OBJECTIVE:
Resume the worked solution below about point charges at the corners of an equilateral triangle, picking up right after its last sentence.

QUOTED PASSAGE:
Three point charges 'q' each are placed at the corners of an equilateral triangle of side length 'a' . Find the value of charge Q to be placed at the centre of the triangle for which the system remains in tge state of equilibrium.

Draw a triangle with +q charge on each vertex. Now the point charge places at the top most vertex (let's call it A, and the other two vertices B and C) experiences a repulsive force due to the fact that both the other charges are +ve as well. Thus it will experience two repulsive forces, and the net force (vector addition) can be calculated. The angle between the two forces is 60 as the triangle is equilateral. Thus Fnet = (F² + F² + 2F²cos(60))^(½) gives us Fnet = √3(F).

PROVIDED INFORMATION:
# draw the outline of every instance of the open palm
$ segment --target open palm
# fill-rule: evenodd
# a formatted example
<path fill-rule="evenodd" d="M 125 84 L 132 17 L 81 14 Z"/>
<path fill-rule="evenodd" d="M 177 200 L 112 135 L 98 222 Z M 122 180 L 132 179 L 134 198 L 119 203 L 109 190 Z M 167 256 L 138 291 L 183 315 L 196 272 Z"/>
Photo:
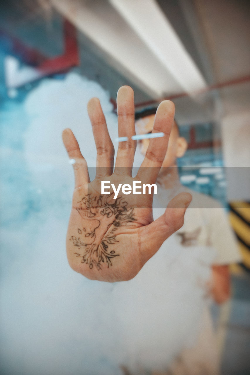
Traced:
<path fill-rule="evenodd" d="M 66 129 L 63 140 L 73 164 L 75 188 L 67 234 L 66 247 L 69 264 L 77 272 L 95 280 L 114 282 L 133 278 L 163 243 L 182 225 L 185 209 L 191 197 L 179 194 L 169 204 L 165 213 L 154 221 L 152 194 L 126 194 L 120 191 L 115 198 L 101 194 L 102 180 L 116 187 L 155 183 L 167 147 L 174 115 L 174 106 L 162 102 L 155 116 L 152 133 L 163 132 L 164 136 L 151 138 L 145 159 L 136 176 L 131 172 L 136 141 L 134 94 L 123 86 L 117 94 L 120 142 L 113 168 L 114 150 L 99 101 L 96 98 L 88 104 L 96 151 L 96 172 L 90 182 L 86 160 L 72 132 Z M 148 192 L 148 190 L 146 192 Z"/>

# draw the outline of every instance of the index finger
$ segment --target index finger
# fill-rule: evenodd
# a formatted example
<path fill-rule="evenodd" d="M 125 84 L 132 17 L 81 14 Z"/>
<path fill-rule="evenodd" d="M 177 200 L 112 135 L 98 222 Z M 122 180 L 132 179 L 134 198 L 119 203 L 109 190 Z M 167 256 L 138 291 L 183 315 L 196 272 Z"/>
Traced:
<path fill-rule="evenodd" d="M 152 134 L 163 133 L 163 136 L 151 138 L 149 144 L 136 176 L 139 180 L 155 182 L 166 154 L 175 116 L 175 105 L 164 100 L 159 105 L 155 114 Z"/>

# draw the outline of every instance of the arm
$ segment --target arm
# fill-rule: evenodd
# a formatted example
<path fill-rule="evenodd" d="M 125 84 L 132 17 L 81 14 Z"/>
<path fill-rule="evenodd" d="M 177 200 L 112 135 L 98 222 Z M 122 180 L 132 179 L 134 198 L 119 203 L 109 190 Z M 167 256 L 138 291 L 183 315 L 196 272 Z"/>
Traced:
<path fill-rule="evenodd" d="M 188 193 L 178 194 L 164 214 L 153 221 L 153 195 L 119 192 L 101 194 L 101 181 L 132 186 L 134 180 L 154 183 L 166 153 L 175 108 L 169 100 L 159 106 L 152 132 L 164 136 L 151 139 L 145 158 L 136 176 L 131 171 L 136 142 L 134 93 L 123 86 L 117 94 L 118 132 L 127 140 L 119 142 L 113 170 L 114 147 L 100 102 L 90 99 L 88 112 L 97 152 L 96 172 L 90 182 L 87 163 L 72 132 L 66 129 L 63 140 L 72 164 L 75 186 L 66 236 L 66 248 L 71 267 L 89 279 L 114 282 L 129 280 L 183 224 L 184 214 L 191 200 Z M 147 190 L 148 191 L 148 190 Z M 157 232 L 157 235 L 155 236 Z"/>
<path fill-rule="evenodd" d="M 217 303 L 226 302 L 230 297 L 230 275 L 227 265 L 212 266 L 211 294 Z"/>

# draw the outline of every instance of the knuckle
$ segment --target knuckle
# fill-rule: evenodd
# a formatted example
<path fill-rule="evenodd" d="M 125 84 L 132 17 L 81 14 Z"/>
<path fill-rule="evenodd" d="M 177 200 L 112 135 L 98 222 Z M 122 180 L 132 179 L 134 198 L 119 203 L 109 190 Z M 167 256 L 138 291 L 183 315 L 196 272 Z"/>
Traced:
<path fill-rule="evenodd" d="M 96 153 L 97 155 L 107 155 L 110 154 L 111 156 L 113 152 L 113 150 L 109 147 L 98 146 L 96 147 Z"/>
<path fill-rule="evenodd" d="M 163 158 L 156 155 L 152 151 L 148 151 L 146 153 L 145 157 L 151 161 L 156 162 L 157 163 L 162 163 Z"/>
<path fill-rule="evenodd" d="M 120 150 L 124 150 L 125 151 L 130 151 L 131 150 L 134 150 L 136 148 L 136 145 L 134 142 L 120 142 L 119 145 L 119 148 Z"/>

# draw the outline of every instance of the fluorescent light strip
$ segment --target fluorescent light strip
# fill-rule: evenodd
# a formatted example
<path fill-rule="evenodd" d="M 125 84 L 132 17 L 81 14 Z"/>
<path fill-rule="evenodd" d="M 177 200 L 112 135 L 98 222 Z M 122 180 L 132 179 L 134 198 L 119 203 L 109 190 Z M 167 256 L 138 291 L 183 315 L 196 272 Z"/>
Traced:
<path fill-rule="evenodd" d="M 154 0 L 109 0 L 187 92 L 204 89 L 203 77 Z"/>
<path fill-rule="evenodd" d="M 131 137 L 133 140 L 147 139 L 148 138 L 158 138 L 164 137 L 164 133 L 149 133 L 147 134 L 139 134 L 138 135 L 132 135 Z"/>
<path fill-rule="evenodd" d="M 150 133 L 147 134 L 139 134 L 138 135 L 132 135 L 131 139 L 133 141 L 138 141 L 139 140 L 148 139 L 149 138 L 158 138 L 160 137 L 164 137 L 165 134 L 164 133 Z M 128 137 L 119 137 L 116 138 L 114 140 L 116 142 L 125 142 L 128 141 Z"/>

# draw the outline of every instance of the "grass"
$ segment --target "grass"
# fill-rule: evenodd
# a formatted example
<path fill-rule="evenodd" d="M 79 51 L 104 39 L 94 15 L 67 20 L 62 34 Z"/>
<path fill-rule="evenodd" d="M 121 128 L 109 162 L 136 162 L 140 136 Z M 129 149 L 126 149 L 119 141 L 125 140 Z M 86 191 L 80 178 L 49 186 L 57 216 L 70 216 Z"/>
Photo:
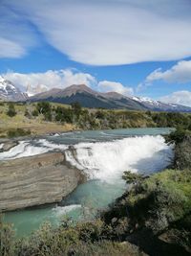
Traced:
<path fill-rule="evenodd" d="M 59 105 L 53 104 L 54 106 Z M 63 106 L 63 105 L 62 105 Z M 25 131 L 30 130 L 32 135 L 41 135 L 52 132 L 62 132 L 75 129 L 76 127 L 72 124 L 59 124 L 44 121 L 44 116 L 39 115 L 33 118 L 25 116 L 26 109 L 31 112 L 35 109 L 35 104 L 32 105 L 14 105 L 16 115 L 9 117 L 7 115 L 8 105 L 0 105 L 0 137 L 8 137 L 9 130 L 21 128 Z"/>

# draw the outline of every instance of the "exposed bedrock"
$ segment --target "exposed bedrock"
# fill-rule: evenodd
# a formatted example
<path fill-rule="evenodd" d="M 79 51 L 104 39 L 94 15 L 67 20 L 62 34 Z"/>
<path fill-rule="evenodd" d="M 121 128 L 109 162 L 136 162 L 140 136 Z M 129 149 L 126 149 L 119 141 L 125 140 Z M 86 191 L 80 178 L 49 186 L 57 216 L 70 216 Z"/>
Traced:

RESPONSE TO THE TASK:
F is k(q)(q)/l²

Now due to the fact that this force is repulsive and it is directed away from the triangle, the only way the charge will remain stationary is if the charge Q to be placed at the centroid is -ve. By using Pythagoras theorem and simple properties of centroid we get the distance between the charge +q at A and the charge -Q at the centroid to be l/√3 .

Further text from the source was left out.